↓

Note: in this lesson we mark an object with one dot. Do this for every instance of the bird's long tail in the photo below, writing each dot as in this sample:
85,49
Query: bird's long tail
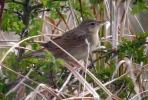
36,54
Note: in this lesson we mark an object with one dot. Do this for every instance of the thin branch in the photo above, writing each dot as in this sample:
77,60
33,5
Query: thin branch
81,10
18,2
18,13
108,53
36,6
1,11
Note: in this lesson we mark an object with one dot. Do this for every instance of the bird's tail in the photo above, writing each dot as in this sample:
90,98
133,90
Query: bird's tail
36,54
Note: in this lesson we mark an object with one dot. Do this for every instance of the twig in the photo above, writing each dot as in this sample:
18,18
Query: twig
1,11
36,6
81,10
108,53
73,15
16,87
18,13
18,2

↑
↓

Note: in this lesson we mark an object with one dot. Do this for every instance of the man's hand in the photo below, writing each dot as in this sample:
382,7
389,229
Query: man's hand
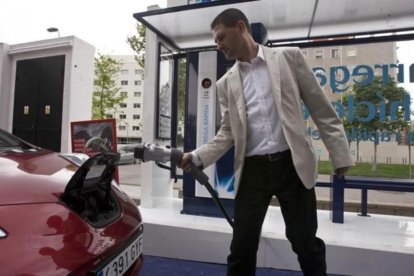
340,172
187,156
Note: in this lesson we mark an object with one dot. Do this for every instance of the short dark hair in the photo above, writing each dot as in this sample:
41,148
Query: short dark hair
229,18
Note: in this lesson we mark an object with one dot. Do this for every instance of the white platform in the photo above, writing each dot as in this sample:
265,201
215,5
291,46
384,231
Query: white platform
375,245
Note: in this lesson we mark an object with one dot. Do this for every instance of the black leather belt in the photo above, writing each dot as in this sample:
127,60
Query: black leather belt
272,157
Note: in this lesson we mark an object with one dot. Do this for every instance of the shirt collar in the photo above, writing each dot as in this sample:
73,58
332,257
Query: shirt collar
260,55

↑
↓

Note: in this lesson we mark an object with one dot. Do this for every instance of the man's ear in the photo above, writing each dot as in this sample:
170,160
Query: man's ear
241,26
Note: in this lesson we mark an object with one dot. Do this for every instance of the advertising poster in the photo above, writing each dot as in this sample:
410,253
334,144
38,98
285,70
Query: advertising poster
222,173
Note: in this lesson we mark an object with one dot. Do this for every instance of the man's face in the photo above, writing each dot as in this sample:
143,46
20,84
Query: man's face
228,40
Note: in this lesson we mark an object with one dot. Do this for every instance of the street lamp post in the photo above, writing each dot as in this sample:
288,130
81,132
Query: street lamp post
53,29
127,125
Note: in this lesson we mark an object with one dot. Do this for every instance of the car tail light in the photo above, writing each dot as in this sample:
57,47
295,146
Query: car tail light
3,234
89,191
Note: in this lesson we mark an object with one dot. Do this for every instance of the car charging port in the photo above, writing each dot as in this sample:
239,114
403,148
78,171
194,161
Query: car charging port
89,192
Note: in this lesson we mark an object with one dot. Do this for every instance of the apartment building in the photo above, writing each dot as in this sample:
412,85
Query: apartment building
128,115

↑

» **REQUIREMENTS**
List each line of the records above that contains the string "apartment". Match case exactly.

» **THE REPLY**
Note: in this lesson we mark an object with one dot. Do this for every instance of the apartment building in the photo above, writing each dot as in this sample:
Query: apartment building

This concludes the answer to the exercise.